▶ [TASK TO COMPLETE]:
Instruction for the data below: set down exactly the lines from the line with "Target: beach" to the line with "Target: dark silhouette of building", inclusive, and no others.

▶ [GIVEN INFORMATION]:
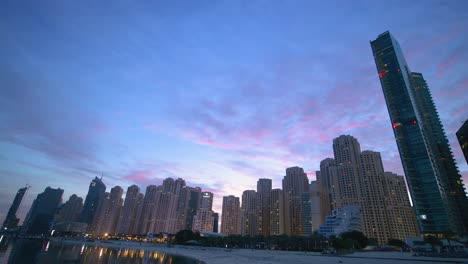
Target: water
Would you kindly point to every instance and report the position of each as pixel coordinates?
(47, 252)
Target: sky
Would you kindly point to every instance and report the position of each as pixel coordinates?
(219, 93)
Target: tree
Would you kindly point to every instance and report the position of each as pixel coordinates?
(357, 236)
(185, 235)
(396, 242)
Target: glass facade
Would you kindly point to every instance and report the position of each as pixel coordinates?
(435, 184)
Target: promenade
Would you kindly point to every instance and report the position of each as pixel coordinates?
(248, 256)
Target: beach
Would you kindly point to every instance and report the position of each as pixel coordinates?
(248, 256)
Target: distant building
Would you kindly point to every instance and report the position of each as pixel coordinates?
(263, 203)
(215, 222)
(343, 219)
(107, 216)
(203, 221)
(70, 211)
(95, 193)
(276, 212)
(250, 210)
(357, 178)
(128, 217)
(435, 184)
(401, 218)
(41, 215)
(295, 183)
(315, 206)
(231, 218)
(462, 136)
(11, 221)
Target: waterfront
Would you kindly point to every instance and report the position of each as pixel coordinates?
(44, 252)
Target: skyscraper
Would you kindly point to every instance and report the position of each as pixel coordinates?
(107, 215)
(41, 215)
(295, 183)
(129, 210)
(215, 222)
(263, 197)
(276, 212)
(230, 224)
(70, 211)
(250, 210)
(11, 221)
(95, 193)
(462, 136)
(357, 178)
(435, 184)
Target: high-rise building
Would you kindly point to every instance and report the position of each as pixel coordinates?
(95, 193)
(129, 210)
(295, 183)
(315, 205)
(206, 201)
(203, 221)
(107, 216)
(70, 210)
(41, 215)
(276, 212)
(344, 219)
(11, 221)
(230, 224)
(215, 222)
(250, 210)
(401, 218)
(435, 184)
(357, 178)
(134, 228)
(462, 136)
(148, 212)
(374, 213)
(263, 200)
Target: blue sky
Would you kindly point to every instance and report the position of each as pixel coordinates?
(219, 93)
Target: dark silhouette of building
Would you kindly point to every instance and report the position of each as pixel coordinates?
(462, 136)
(215, 222)
(70, 211)
(41, 215)
(11, 221)
(435, 184)
(95, 193)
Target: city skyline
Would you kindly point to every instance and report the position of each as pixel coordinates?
(187, 93)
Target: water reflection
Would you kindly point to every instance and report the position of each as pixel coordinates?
(30, 251)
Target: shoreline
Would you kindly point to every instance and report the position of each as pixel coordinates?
(212, 255)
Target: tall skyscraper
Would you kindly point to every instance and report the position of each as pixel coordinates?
(41, 215)
(11, 221)
(230, 223)
(435, 184)
(276, 212)
(95, 193)
(295, 183)
(462, 136)
(315, 205)
(107, 215)
(401, 218)
(263, 200)
(215, 222)
(250, 211)
(70, 211)
(148, 212)
(129, 210)
(357, 178)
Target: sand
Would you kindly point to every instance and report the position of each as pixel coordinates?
(248, 256)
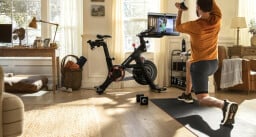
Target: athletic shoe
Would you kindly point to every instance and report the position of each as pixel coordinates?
(158, 89)
(186, 98)
(229, 112)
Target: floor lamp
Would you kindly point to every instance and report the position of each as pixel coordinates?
(33, 24)
(238, 23)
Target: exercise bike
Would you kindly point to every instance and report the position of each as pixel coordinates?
(143, 71)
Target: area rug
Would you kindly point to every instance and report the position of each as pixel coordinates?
(205, 121)
(60, 120)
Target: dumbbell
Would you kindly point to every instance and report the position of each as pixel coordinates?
(143, 100)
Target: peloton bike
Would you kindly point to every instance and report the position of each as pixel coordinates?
(143, 71)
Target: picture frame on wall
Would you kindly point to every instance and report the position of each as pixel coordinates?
(97, 0)
(98, 10)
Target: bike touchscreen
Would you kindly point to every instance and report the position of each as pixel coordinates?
(163, 24)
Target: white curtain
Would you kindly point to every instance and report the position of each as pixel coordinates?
(117, 31)
(161, 54)
(247, 9)
(71, 27)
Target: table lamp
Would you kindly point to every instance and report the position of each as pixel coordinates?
(33, 24)
(237, 23)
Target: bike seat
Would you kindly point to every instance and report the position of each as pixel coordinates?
(102, 36)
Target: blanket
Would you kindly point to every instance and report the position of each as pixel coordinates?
(231, 73)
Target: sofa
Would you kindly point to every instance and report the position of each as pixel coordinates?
(12, 112)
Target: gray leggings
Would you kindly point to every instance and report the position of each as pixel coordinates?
(200, 71)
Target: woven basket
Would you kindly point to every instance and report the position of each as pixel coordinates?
(70, 78)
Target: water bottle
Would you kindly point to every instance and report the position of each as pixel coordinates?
(183, 45)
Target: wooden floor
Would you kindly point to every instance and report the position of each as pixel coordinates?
(121, 116)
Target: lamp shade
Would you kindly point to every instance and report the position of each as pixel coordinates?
(33, 23)
(238, 22)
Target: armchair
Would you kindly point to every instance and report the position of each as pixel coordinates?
(248, 73)
(12, 112)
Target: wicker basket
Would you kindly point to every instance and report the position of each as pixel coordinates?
(70, 78)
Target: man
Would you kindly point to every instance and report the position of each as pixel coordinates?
(204, 46)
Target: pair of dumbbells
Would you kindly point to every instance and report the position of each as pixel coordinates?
(143, 100)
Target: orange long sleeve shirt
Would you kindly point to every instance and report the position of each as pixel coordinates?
(203, 34)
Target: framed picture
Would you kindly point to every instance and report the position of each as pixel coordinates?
(46, 42)
(97, 0)
(98, 10)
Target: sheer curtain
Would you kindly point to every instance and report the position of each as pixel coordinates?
(161, 54)
(71, 27)
(117, 31)
(247, 9)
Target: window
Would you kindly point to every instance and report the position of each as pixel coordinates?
(247, 9)
(135, 20)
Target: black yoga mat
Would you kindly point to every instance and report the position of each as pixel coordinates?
(205, 121)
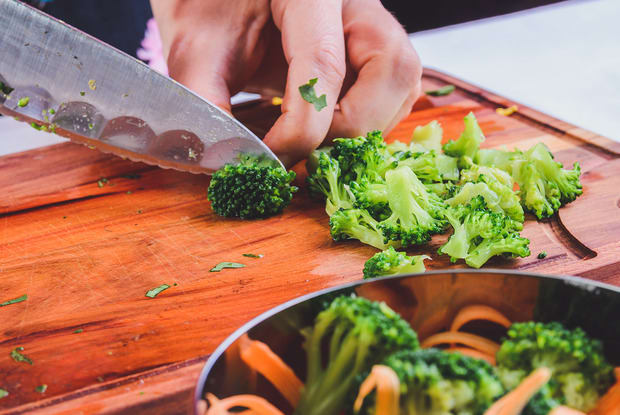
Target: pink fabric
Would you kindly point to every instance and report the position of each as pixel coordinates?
(152, 49)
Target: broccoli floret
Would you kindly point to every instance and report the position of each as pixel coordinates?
(357, 224)
(362, 157)
(392, 262)
(326, 181)
(480, 234)
(429, 166)
(372, 197)
(416, 213)
(469, 141)
(566, 181)
(507, 244)
(257, 187)
(500, 159)
(433, 382)
(544, 186)
(580, 373)
(499, 183)
(539, 196)
(358, 333)
(428, 136)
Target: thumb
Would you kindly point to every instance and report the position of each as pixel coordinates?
(201, 66)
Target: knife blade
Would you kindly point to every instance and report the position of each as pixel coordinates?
(62, 80)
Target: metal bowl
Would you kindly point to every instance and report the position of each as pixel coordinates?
(428, 301)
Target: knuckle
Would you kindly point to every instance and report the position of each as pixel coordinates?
(407, 68)
(330, 62)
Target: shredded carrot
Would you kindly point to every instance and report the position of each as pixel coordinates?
(387, 384)
(507, 111)
(471, 340)
(261, 358)
(473, 353)
(609, 404)
(255, 404)
(514, 402)
(565, 410)
(478, 312)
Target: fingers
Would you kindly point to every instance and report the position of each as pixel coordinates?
(313, 45)
(213, 48)
(388, 68)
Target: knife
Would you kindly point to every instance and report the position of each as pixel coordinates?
(63, 81)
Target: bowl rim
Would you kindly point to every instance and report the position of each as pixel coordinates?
(214, 357)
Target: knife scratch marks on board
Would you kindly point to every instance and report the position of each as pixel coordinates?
(238, 236)
(159, 259)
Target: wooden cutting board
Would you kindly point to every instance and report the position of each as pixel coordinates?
(86, 253)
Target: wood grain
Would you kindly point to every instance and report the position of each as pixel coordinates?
(86, 255)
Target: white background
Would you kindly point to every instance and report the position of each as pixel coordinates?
(562, 59)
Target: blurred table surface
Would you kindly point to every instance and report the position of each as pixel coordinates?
(561, 59)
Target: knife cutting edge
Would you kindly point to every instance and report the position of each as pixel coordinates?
(61, 80)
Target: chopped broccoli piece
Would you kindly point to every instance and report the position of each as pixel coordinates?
(392, 262)
(496, 186)
(372, 197)
(416, 213)
(428, 136)
(510, 244)
(435, 382)
(326, 181)
(358, 333)
(362, 157)
(469, 141)
(566, 181)
(429, 166)
(580, 372)
(255, 188)
(497, 158)
(544, 185)
(480, 234)
(357, 224)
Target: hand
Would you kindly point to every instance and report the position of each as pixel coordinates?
(360, 54)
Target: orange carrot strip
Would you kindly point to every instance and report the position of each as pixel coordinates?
(387, 384)
(261, 358)
(565, 410)
(514, 402)
(256, 404)
(471, 340)
(473, 353)
(478, 312)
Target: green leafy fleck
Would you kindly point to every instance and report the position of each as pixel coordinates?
(223, 265)
(5, 88)
(309, 94)
(18, 357)
(444, 90)
(23, 102)
(155, 291)
(15, 300)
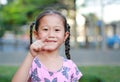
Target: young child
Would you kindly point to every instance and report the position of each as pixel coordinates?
(43, 62)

▶ [ANSWER BOX]:
Target: beach
Would you kindly point to every instance and report the position of each as pixel coordinates?
(248, 256)
Target: distant building
Would you kindly point to every instance and report the position of each as pixel coordinates?
(263, 203)
(215, 222)
(343, 219)
(107, 216)
(203, 221)
(70, 211)
(95, 193)
(276, 212)
(250, 210)
(357, 178)
(128, 217)
(435, 184)
(401, 218)
(41, 215)
(295, 183)
(315, 206)
(231, 218)
(462, 136)
(11, 221)
Target: waterfront
Would you kindly point to every instance and report the position of each as pixel coordinates?
(44, 252)
Target: skyscraper
Would you kindly point to every instance and report the position of each as pixel coordinates?
(107, 215)
(41, 215)
(295, 183)
(129, 210)
(215, 222)
(263, 197)
(276, 212)
(230, 224)
(70, 211)
(250, 210)
(11, 221)
(95, 193)
(462, 136)
(357, 178)
(435, 184)
Target: high-rise building
Would you kindly point to every instance and report the position of each as pixel coordinates?
(95, 193)
(129, 210)
(295, 183)
(315, 205)
(206, 201)
(203, 221)
(107, 216)
(70, 210)
(41, 215)
(276, 212)
(344, 219)
(11, 221)
(230, 224)
(215, 222)
(250, 210)
(401, 218)
(435, 184)
(357, 178)
(134, 228)
(462, 136)
(148, 212)
(374, 213)
(263, 200)
Target: blue sky
Would you kindly point to every instance and report the position of each as pixel coordinates?
(219, 93)
Target: dark silhouette of building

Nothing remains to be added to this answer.